**Task**
In the text on memory for LLM agents, what three dimensions does the survey's taxonomy span?

This survey paper examines memory mechanisms for autonomous LLM agents, which are crucial for overcoming context window limitations. It formalizes agent memory as a write-manage-read loop and categorizes existing methods into five families, highlighting a shift from static recall benchmarks to multi-session agentic tests.

Large language model (LLM) agents increasingly operate in settings where a single context window is far too small to capture what has happened, what was learned, and what should not be repeated. Memory -- the ability to persist, organize, and selectively recall information across interactions -- is what turns a stateless text generator into a genuinely adaptive agent. This survey offers a structured account of how memory is designed, implemented, and evaluated in modern LLM-based agents, covering work from 2022 through early 2026. We formalize agent memory as a \emph{write--manage--read} loop tightly coupled with perception and action, then introduce a three-dimensional taxonomy spanning temporal scope, representational substrate, and control policy. Five mechanism families are examined in depth: context-resident compression, retrieval-augmented stores, reflective self-improvement, hierarchical virtual context, and policy-learned management. On the evaluation side, we trace the shift from static recall benchmarks to multi-session agentic tests that interleave memory with decision-making, analyzing four recent benchmarks that expose stubborn gaps in current systems. We also survey applications where memory is the differentiating factor -- personal assistants, coding agents, open-world games, scientific reasoning, and multi-agent teamwork -- and address the engineering realities of write-path filtering, contradiction handling, latency budgets, and privacy governance. The paper closes with open challenges: continual consolidation, causally grounded retrieval, trustworthy reflection, learned forgetting, and multimodal embodied memory.

**Given information**
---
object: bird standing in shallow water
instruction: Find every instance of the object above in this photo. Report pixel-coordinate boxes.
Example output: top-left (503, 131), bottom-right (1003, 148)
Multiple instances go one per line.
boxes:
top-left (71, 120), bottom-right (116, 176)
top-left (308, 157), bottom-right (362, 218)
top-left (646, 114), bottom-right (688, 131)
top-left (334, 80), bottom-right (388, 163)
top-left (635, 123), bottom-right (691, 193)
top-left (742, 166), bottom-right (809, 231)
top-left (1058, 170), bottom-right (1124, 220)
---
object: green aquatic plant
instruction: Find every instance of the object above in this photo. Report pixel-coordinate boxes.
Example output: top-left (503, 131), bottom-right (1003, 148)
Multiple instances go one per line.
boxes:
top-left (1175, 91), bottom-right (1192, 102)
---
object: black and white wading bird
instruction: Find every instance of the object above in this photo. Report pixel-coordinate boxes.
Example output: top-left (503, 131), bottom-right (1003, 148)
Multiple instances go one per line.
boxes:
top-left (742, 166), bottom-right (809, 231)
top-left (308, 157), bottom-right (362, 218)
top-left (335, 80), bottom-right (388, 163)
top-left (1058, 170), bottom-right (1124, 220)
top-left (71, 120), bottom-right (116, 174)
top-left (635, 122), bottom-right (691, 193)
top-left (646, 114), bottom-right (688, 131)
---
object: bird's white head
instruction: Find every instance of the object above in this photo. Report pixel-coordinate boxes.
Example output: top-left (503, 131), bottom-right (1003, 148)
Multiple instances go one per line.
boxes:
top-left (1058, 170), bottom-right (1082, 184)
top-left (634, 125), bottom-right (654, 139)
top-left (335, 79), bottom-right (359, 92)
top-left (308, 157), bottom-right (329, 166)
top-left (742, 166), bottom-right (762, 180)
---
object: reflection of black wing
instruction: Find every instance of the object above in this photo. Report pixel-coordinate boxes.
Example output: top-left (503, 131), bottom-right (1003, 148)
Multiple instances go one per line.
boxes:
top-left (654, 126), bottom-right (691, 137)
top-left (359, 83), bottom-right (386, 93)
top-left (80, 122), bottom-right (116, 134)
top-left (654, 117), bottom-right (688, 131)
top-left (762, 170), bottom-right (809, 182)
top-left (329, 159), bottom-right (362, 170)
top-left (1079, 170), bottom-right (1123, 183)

**Solution to this problem**
Temporal scope, representational substrate, and control policy.